Supplied records:
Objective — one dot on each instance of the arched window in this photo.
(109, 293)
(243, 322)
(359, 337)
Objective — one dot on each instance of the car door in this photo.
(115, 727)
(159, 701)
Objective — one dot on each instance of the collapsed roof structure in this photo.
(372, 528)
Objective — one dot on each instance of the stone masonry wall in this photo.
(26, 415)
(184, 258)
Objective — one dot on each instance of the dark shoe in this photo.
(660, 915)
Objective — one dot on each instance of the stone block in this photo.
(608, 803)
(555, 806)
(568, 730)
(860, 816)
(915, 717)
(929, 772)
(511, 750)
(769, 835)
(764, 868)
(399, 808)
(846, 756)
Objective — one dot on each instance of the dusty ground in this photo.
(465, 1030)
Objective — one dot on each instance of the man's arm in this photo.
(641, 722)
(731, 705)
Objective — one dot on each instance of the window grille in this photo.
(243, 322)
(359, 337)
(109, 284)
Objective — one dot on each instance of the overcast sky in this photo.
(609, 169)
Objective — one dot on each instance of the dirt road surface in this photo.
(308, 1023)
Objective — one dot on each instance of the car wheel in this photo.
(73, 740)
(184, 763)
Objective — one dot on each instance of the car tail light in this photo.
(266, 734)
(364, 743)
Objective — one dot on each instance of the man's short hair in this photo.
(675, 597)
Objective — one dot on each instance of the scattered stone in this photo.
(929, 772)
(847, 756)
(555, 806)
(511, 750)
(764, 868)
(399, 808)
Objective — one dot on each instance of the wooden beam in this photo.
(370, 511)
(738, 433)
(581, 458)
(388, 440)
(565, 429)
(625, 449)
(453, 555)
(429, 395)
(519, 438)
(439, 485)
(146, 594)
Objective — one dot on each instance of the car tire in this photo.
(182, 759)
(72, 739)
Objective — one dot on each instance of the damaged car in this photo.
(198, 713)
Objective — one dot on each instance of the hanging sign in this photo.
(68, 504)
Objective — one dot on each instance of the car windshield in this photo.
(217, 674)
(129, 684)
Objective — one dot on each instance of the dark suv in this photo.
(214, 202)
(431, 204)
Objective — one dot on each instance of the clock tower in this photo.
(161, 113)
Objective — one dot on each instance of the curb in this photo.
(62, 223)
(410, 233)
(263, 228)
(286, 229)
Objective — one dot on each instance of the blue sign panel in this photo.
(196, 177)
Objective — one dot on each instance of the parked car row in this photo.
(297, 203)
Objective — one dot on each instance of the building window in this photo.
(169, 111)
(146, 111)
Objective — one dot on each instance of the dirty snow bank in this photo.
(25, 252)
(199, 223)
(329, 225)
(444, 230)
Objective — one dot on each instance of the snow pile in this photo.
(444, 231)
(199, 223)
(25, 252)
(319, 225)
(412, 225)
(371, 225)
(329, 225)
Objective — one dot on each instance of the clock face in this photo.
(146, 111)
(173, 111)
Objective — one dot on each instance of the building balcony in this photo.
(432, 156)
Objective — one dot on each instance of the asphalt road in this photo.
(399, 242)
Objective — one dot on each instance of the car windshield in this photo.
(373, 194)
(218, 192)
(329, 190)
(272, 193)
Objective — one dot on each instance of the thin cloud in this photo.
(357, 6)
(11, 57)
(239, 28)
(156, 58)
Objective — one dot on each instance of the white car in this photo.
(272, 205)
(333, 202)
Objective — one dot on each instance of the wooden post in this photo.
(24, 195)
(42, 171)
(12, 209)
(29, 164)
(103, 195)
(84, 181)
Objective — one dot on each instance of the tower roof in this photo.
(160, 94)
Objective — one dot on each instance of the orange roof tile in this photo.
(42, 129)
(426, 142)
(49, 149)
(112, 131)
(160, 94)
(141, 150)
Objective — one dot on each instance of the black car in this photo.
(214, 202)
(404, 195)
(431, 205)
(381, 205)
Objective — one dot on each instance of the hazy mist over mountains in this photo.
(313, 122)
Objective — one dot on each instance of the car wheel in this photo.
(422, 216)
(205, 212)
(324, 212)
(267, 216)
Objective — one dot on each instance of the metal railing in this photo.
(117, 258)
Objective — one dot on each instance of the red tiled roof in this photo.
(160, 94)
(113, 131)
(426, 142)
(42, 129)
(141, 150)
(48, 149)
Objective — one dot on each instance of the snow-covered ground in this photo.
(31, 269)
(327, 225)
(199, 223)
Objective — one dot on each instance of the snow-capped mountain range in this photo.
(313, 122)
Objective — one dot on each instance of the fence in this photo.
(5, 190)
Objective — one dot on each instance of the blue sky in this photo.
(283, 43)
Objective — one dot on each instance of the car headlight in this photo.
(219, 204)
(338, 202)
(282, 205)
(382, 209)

Exercise description:
Repeat every entry exactly as written above.

Output for this exercise:
Objective — one dot on each instance of the arched window in this photo.
(109, 293)
(243, 322)
(359, 337)
Objective — one dot on each instance of the car door in this photo.
(115, 727)
(159, 701)
Objective — one dot on each instance of the collapsed roof structure in this photo.
(372, 528)
Objective — one dot on each instance of the stone masonry wall in this photo.
(26, 415)
(184, 258)
Objective — one dot on each instance of the dark shoe in this photo.
(660, 915)
Objective — one dot on each instance of the stone block in this photo.
(608, 803)
(555, 806)
(568, 730)
(860, 816)
(915, 717)
(929, 772)
(511, 750)
(769, 835)
(764, 868)
(399, 808)
(846, 756)
Objective — one dot on each instance of the dusty ground in this photo.
(465, 1030)
Objective — one dot on each instance of the man's arm in this photo.
(641, 722)
(731, 705)
Objective — one dot on each instance of the window grille in this photo.
(243, 322)
(359, 337)
(109, 284)
Objective — one dot on each instance of the overcast sky in this photo.
(609, 169)
Objective — one dot on each instance of the dirt road surface in this photo.
(308, 1023)
Objective — one dot on each instance of the car wheel in this photo.
(73, 740)
(184, 763)
Objective — one dot on each instance of the car tail light in this photo.
(266, 734)
(364, 743)
Objective — one dot on each instance of the man's short hair in this photo.
(675, 597)
Objective — one dot on each instance of the scattered stone in this photo.
(929, 772)
(847, 756)
(555, 806)
(511, 750)
(764, 868)
(399, 808)
Objective — one dot on each instance of the wooden beam in this photo.
(370, 511)
(738, 433)
(581, 458)
(388, 440)
(565, 429)
(625, 449)
(453, 555)
(429, 395)
(519, 438)
(439, 485)
(146, 594)
Objective — one dot on each instance of the car tire in this photo.
(182, 759)
(72, 739)
Objective — one dot on each instance of the damaged car in this photo.
(198, 713)
Objective — one dot on each instance of the hanging sign in this photo.
(68, 504)
Objective — one dot on each instance of the car windshield in this photo.
(217, 674)
(129, 684)
Objective — one dot on each instance of the dark suv in this photo.
(214, 202)
(431, 204)
Objective — one dot on each instance of the clock tower in this photo.
(161, 113)
Objective — one dot on each instance of the curb in this photo.
(62, 223)
(410, 233)
(263, 228)
(286, 229)
Objective — one dot on each instance of the blue sign panel in this photo.
(196, 177)
Objective — one dot on each instance of the parked car row in this photo.
(297, 203)
Objective — one dot on each instance of the building window in this photo.
(169, 111)
(146, 111)
Objective — one dot on each instance of the dirty snow bank in this photo.
(25, 252)
(199, 223)
(329, 225)
(444, 230)
Objective — one dot on each instance of the snow pile in this photo.
(444, 231)
(199, 223)
(25, 252)
(319, 225)
(412, 225)
(371, 225)
(329, 225)
Objective — one dot on each instance of the clock face in this photo.
(146, 111)
(173, 111)
Objective — one dot on each instance of the building balcony in this photo.
(432, 156)
Objective — one dot on each instance of the asphalt road in this photo.
(399, 242)
Objective — one dot on each instance of the car windshield in this photo.
(373, 194)
(218, 192)
(329, 190)
(272, 193)
Objective — one dot on each instance of the thin cloud in this photo.
(357, 6)
(11, 57)
(239, 28)
(156, 58)
Objective — one dot on each instance of the white car in this photo.
(272, 205)
(333, 202)
Objective — one dot on each instance of the wooden post in this photo.
(24, 195)
(42, 171)
(12, 209)
(29, 164)
(103, 195)
(84, 181)
Objective — one dot on each instance of the tower roof in this photo.
(160, 94)
Objective — one dot on each instance of the orange roof tile in this photo.
(42, 129)
(426, 142)
(49, 149)
(112, 131)
(160, 94)
(141, 150)
Objective — one dot on each instance of the black car in this photo.
(214, 202)
(404, 195)
(431, 205)
(381, 205)
Objective — one dot on each instance of the hazy mist over mountains in this photo.
(313, 122)
Objective — one dot on each instance of the car wheel in this photo.
(422, 216)
(205, 212)
(324, 212)
(267, 216)
Objective — one dot on each instance of the metal railing in this photo.
(117, 258)
Objective — one dot on each instance of the red tiled roof in this photo.
(160, 94)
(113, 131)
(426, 142)
(42, 129)
(141, 150)
(48, 149)
Objective — one dot on each instance of the snow-covered ground in this photo.
(31, 269)
(327, 225)
(199, 223)
Objective — one dot on each instance of the snow-capped mountain range in this photo.
(313, 122)
Objective — one dot on each instance of the fence in this photo.
(5, 190)
Objective — one dot on each instance of the blue sky in this photo.
(283, 43)
Objective — one dot on each instance of the car headlight in this photo.
(219, 204)
(338, 202)
(282, 205)
(382, 209)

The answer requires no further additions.